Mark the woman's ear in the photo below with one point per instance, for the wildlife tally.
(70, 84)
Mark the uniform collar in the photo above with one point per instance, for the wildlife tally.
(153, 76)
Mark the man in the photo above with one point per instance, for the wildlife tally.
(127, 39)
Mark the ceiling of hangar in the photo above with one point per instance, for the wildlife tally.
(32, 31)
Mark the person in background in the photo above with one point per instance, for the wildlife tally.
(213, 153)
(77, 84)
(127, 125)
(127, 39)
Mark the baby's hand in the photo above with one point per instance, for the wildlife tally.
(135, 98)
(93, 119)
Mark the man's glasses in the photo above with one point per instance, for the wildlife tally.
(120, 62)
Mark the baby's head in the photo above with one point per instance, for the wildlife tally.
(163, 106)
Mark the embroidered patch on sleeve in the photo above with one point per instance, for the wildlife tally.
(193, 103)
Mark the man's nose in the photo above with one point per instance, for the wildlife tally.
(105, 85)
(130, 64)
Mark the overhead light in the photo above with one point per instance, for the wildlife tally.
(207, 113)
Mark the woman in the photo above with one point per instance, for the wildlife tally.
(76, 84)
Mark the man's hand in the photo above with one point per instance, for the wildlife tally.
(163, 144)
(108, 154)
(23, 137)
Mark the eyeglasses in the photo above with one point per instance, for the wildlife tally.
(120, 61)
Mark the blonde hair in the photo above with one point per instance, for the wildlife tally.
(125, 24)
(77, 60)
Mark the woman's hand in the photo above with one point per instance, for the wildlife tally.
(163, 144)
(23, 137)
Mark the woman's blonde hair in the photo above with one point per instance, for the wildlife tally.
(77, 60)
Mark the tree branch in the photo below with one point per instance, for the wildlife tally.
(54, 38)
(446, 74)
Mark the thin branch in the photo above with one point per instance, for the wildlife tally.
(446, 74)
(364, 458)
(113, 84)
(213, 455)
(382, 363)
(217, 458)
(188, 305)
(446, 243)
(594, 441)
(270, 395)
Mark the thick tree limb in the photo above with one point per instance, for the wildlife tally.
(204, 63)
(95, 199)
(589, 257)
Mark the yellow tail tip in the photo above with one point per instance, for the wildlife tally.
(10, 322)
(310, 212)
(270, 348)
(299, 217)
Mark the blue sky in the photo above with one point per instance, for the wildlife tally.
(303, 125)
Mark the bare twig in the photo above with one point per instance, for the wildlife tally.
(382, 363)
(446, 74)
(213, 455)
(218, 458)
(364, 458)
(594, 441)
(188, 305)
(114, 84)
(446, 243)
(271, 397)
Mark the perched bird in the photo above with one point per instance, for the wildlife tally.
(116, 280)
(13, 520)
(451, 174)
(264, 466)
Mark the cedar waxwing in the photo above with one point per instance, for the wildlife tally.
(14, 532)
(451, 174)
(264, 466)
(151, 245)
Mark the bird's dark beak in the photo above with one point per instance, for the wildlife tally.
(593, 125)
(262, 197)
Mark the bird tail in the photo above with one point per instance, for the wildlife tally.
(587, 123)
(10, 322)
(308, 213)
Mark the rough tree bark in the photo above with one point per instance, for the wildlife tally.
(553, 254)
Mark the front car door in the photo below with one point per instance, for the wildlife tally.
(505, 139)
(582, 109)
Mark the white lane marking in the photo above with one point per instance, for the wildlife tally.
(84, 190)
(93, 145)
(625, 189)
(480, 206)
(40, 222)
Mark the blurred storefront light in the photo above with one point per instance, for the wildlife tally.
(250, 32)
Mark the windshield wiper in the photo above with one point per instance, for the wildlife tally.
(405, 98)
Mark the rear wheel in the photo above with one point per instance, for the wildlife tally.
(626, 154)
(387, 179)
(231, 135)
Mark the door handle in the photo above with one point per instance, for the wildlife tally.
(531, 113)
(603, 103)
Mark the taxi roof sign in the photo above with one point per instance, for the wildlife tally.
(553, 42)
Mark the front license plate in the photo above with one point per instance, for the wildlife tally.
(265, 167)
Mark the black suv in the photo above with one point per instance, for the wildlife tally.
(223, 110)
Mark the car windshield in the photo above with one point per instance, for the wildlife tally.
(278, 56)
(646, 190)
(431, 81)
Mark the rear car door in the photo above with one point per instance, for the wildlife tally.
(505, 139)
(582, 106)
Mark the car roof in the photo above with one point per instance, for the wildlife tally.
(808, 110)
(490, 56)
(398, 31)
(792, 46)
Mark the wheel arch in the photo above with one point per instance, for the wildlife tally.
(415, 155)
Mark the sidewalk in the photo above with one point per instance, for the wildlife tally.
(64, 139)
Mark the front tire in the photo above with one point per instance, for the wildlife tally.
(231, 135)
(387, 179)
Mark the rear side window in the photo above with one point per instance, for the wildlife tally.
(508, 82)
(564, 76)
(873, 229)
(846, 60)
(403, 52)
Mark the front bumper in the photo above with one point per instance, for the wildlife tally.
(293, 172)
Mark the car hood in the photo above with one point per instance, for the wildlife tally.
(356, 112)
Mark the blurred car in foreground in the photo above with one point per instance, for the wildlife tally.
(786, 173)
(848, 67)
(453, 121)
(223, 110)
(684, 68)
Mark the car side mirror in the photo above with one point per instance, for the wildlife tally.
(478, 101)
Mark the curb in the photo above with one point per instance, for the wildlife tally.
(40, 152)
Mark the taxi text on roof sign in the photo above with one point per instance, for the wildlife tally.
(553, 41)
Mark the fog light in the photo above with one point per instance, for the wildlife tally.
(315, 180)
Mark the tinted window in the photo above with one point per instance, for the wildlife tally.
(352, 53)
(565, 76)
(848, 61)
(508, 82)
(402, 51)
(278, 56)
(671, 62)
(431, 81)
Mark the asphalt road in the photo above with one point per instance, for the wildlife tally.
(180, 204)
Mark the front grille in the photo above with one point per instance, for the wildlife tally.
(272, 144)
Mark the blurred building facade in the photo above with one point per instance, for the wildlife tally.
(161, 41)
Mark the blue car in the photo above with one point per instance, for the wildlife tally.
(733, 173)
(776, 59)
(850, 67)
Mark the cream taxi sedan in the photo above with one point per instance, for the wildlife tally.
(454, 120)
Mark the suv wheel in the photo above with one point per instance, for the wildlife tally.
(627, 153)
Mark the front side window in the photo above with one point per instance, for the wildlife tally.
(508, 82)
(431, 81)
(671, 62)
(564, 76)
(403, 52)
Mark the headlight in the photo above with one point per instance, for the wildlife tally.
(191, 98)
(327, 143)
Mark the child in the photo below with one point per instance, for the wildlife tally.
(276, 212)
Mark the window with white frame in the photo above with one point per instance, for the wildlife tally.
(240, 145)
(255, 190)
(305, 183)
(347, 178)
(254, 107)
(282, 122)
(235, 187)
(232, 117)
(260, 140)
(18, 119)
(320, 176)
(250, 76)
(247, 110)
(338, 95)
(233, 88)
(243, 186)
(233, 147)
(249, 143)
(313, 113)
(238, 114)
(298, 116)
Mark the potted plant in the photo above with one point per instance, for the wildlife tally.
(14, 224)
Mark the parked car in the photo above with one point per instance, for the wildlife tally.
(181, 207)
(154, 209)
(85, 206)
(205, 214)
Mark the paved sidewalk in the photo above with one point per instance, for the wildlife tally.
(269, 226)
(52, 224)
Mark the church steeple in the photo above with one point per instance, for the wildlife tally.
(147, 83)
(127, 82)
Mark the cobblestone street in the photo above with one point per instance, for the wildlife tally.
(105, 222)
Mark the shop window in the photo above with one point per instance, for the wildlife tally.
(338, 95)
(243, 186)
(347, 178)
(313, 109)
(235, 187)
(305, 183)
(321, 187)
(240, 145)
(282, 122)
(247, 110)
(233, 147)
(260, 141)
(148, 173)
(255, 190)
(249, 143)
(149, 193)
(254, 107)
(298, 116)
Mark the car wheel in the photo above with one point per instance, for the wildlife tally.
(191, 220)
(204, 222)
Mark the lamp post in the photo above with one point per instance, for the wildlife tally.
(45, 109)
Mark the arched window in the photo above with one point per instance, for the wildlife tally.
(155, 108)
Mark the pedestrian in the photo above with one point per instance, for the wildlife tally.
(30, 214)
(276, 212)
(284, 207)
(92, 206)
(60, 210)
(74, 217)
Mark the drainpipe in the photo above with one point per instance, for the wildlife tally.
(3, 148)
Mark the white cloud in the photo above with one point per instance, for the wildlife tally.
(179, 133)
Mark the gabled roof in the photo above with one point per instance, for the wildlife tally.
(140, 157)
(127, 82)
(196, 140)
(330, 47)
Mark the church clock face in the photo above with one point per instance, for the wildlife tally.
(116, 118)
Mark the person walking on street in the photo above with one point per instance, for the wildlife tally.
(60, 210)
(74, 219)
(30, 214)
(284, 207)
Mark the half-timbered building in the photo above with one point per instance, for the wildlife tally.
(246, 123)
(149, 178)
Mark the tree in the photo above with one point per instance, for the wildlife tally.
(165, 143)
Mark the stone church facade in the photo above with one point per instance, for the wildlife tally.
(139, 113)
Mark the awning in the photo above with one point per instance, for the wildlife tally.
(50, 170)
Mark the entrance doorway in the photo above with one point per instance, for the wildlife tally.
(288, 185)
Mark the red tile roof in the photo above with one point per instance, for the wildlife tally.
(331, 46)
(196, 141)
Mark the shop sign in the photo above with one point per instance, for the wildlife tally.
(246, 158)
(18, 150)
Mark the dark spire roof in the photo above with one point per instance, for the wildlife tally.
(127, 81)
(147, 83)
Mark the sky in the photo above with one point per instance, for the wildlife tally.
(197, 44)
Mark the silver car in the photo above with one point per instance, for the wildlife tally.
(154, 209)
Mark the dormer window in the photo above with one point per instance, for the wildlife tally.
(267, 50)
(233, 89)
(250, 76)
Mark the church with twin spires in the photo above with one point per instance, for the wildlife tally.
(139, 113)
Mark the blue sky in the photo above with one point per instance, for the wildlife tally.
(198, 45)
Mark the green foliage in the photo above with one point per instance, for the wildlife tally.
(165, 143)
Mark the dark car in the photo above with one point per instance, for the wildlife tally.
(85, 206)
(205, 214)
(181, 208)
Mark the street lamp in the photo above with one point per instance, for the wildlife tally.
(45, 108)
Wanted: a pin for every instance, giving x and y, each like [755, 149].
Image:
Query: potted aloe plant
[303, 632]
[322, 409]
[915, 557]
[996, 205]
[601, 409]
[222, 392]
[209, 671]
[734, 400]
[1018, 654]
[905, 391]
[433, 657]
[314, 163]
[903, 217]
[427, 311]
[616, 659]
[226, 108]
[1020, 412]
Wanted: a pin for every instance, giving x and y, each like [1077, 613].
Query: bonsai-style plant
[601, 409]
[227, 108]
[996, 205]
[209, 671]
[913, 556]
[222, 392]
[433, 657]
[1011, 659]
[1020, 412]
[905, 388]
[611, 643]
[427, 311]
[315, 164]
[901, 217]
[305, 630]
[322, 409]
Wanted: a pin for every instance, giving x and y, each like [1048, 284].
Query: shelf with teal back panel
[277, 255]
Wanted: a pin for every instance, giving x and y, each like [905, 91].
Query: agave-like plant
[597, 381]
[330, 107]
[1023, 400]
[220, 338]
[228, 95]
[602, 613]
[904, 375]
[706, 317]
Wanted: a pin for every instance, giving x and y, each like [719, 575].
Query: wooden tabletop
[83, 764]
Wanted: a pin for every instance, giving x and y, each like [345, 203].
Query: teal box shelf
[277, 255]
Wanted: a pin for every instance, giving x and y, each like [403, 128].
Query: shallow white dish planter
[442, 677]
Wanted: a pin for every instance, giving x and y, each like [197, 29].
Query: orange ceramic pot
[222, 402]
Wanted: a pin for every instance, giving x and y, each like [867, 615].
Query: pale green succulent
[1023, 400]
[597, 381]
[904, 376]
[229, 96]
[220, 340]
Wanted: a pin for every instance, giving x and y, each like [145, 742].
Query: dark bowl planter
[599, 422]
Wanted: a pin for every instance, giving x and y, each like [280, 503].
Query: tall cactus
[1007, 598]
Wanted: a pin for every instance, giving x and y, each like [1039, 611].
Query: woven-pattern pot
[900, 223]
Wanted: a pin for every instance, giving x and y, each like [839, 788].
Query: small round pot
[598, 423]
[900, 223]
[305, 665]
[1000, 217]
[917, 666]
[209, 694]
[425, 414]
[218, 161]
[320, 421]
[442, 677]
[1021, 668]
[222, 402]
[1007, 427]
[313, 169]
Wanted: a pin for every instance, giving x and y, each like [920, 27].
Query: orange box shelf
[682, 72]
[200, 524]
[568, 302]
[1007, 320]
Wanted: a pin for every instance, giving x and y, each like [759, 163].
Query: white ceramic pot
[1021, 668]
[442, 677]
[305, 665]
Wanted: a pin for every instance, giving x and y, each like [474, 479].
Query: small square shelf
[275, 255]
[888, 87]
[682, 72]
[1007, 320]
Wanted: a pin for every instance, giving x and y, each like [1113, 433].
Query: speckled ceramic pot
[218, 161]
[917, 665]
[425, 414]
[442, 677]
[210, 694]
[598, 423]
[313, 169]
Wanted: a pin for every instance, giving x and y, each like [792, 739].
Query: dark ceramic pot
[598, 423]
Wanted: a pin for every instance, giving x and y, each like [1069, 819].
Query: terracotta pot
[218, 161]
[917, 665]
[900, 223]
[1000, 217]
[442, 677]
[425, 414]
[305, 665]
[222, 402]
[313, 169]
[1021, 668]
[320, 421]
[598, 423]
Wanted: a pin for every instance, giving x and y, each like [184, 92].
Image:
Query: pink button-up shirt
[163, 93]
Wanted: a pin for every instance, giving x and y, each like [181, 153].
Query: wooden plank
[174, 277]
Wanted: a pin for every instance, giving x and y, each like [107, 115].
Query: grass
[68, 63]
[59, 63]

* * * * * * * * *

| YOUR INSTRUCTIONS |
Return word for word the line with "Query: dark ceramic pot" and every line after it through the end of the records above.

| WRITTEN RESPONSE |
Query: dark ceramic pot
[598, 423]
Wanted: a pin for every instance, giving x and y, each like [1069, 819].
Query: terracotta pot
[218, 161]
[917, 665]
[900, 223]
[1000, 217]
[442, 677]
[425, 414]
[305, 665]
[222, 402]
[313, 169]
[1021, 668]
[320, 421]
[598, 423]
Wanted: a pin for every instance, giving x and y, each like [184, 92].
Image:
Query: pink button-up shirt
[163, 93]
Wanted: a pin for every instance, giving x and y, each like [181, 153].
Query: wooden plank
[174, 277]
Wanted: a pin for every instance, giving x and y, each like [107, 115].
Query: grass
[68, 63]
[59, 63]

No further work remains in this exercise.